» **Task item**:
Here you must reproduce each line of the data exactly.

[Point-per-instance localization data]
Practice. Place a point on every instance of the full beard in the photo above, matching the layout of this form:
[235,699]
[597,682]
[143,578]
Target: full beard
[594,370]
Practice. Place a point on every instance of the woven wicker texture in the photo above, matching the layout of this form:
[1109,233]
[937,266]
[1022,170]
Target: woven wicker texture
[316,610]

» **Written solution**:
Practice. Place a point on every instance of the full beard in the photo above, matching the layout of this form:
[235,699]
[597,682]
[143,578]
Target: full beard
[594,370]
Practice. Place a point on every instance of the woven wicker texture in the photo above, matching the layout of this form:
[1109,233]
[937,266]
[1022,170]
Target: woven wicker texture
[316,610]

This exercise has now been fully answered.